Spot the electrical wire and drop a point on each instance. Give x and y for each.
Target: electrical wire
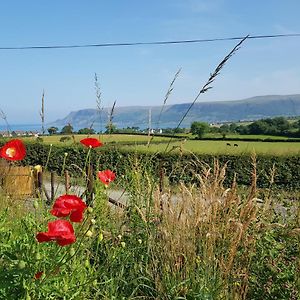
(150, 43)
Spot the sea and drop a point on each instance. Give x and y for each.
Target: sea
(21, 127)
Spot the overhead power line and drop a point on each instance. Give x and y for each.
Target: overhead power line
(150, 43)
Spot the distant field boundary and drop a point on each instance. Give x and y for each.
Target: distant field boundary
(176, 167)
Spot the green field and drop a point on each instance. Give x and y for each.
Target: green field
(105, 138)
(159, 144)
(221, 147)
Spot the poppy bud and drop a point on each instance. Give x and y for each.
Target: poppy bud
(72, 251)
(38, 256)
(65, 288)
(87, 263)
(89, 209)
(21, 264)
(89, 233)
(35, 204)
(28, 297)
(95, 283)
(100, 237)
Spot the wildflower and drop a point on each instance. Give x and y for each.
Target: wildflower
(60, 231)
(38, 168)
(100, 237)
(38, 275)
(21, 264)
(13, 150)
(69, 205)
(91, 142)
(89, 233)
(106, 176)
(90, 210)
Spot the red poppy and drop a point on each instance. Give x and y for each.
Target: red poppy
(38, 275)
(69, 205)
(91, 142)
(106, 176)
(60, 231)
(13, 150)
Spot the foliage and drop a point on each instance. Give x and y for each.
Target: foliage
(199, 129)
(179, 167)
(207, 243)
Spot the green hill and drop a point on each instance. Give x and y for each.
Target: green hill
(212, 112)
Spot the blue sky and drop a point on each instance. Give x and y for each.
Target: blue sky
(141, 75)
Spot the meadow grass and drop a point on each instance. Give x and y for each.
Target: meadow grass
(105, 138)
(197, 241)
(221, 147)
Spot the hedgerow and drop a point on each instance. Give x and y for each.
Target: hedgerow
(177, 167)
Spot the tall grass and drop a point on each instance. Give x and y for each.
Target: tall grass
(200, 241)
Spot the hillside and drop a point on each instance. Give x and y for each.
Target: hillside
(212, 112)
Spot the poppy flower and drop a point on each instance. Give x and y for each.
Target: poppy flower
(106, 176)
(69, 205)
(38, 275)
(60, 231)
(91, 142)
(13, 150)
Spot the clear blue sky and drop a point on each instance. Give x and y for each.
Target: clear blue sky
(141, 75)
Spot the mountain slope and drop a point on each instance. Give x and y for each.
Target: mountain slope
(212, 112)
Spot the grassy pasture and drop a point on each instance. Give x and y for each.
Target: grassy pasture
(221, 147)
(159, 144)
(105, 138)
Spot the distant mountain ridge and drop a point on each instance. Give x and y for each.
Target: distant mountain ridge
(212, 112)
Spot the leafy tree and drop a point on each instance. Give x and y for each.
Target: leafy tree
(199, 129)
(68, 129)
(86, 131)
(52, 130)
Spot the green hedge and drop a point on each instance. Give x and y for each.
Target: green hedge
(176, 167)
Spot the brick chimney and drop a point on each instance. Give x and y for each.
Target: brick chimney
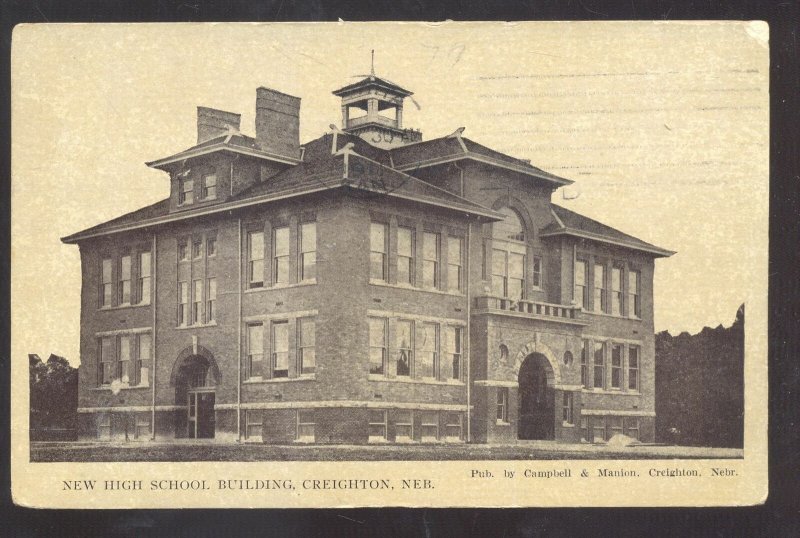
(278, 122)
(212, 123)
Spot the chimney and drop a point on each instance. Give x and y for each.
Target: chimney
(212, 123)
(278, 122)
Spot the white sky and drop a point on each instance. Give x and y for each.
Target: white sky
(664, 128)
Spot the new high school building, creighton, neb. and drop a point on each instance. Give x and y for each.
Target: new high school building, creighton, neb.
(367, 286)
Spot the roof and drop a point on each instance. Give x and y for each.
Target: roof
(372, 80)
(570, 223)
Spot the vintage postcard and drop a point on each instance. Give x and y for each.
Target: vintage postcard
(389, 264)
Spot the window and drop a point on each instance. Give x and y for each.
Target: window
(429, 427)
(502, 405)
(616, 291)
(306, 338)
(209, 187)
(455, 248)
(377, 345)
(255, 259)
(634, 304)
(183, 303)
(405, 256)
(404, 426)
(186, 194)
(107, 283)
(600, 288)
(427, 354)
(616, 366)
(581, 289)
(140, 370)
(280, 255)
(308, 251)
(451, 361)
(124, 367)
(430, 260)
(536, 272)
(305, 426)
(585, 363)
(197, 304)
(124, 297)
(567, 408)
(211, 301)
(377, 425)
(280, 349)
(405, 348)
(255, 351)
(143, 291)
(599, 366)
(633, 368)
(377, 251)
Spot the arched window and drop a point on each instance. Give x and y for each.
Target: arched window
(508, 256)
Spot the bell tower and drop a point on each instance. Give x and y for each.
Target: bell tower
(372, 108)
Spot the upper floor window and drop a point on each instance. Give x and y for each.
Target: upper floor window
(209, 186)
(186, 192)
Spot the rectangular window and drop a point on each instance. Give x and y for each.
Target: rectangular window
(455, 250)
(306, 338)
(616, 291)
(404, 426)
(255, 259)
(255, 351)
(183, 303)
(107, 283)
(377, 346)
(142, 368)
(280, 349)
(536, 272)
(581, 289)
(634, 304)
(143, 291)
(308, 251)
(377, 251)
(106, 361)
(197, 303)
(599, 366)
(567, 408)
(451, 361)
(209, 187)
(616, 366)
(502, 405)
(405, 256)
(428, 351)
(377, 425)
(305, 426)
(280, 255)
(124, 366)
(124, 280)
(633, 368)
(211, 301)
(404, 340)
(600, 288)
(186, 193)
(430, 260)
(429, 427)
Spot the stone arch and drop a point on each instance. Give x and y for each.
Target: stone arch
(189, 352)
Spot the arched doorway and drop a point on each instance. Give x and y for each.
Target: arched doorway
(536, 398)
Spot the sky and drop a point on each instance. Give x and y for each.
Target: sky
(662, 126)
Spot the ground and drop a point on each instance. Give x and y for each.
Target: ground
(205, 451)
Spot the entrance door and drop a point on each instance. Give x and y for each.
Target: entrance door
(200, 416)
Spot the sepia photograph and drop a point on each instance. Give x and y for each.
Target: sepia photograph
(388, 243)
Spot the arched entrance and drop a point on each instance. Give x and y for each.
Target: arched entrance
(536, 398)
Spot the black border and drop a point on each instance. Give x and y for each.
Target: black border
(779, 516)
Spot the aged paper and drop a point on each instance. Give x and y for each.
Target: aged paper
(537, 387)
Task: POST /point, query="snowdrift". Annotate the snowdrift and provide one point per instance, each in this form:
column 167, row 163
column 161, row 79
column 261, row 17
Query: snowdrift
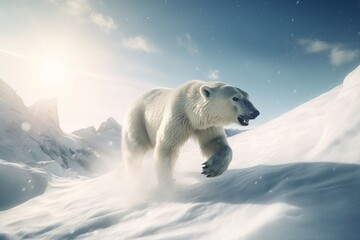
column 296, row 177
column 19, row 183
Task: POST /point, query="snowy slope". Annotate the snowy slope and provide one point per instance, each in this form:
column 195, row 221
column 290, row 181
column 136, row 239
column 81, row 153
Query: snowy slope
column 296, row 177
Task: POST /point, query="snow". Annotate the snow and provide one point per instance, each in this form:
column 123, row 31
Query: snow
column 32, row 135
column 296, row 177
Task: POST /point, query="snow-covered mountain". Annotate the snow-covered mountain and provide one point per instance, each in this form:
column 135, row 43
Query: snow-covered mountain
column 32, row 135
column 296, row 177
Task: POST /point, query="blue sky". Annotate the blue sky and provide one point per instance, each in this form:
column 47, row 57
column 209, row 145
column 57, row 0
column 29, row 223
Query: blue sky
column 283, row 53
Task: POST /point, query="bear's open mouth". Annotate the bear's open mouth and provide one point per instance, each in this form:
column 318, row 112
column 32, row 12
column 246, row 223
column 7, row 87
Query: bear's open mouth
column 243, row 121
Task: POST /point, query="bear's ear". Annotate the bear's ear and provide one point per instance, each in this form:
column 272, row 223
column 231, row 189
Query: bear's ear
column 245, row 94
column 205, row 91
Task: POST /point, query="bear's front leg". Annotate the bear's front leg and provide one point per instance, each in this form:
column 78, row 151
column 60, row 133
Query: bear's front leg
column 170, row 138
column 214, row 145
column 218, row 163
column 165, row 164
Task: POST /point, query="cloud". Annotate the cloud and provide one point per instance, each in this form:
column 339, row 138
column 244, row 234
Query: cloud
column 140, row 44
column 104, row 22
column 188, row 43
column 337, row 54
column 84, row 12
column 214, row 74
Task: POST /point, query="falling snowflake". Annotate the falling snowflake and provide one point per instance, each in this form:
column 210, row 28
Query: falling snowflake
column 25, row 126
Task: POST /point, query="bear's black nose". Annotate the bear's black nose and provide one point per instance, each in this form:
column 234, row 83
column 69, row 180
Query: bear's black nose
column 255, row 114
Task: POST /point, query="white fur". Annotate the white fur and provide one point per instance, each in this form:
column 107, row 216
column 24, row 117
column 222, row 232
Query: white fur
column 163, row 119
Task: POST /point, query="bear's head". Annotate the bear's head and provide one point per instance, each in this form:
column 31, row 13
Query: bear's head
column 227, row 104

_TASK STATEMENT_:
From the records above, copy exactly the stretch from the line holding "Spot the brick" through the line holding "Spot the rectangular", both ends included, without the pictures.

_SOLUTION_:
Spot the brick chimney and drop a point on each instance. Give x and y for each.
Target: brick chimney
(278, 122)
(212, 123)
Spot the chimney and drop a point on each instance. Give x and y for each.
Target: chimney
(212, 123)
(278, 122)
Spot the white sky and drop a point on each instance. Give x and y for each.
Target: white sky
(664, 128)
Spot the new high school building, creighton, neb. and drop a point on each instance. Give x and y for each.
Target: new high school building, creighton, neb.
(367, 286)
Spot the roof and drop a point on each instance. Give x and y for each.
Target: roof
(372, 80)
(570, 223)
Spot the vintage postcard and drop a point on each instance. Give x and y for each.
Target: vintage postcard
(389, 264)
Spot the window and drop a point on each instance. Give x and y for each.
Target: window
(429, 427)
(502, 405)
(616, 291)
(306, 338)
(209, 187)
(455, 248)
(377, 345)
(255, 259)
(634, 304)
(183, 303)
(405, 256)
(404, 426)
(186, 194)
(107, 283)
(600, 288)
(427, 354)
(616, 366)
(581, 289)
(140, 370)
(280, 255)
(308, 251)
(451, 361)
(124, 367)
(430, 260)
(536, 272)
(305, 426)
(585, 363)
(197, 304)
(124, 297)
(567, 408)
(211, 301)
(377, 425)
(280, 349)
(405, 348)
(255, 351)
(143, 291)
(599, 366)
(633, 368)
(377, 251)
Spot the arched window and drop a point on each instance. Give x and y for each.
Target: arched window
(508, 256)
Spot the bell tower and drop a point on each instance. Give x and y for each.
Target: bell tower
(372, 108)
Spot the upper floor window and drop a point on each instance. Give x and y for each.
Target: upper floor window
(209, 186)
(186, 192)
Spot the rectangular window and drop a point on each instance. Give x and y for each.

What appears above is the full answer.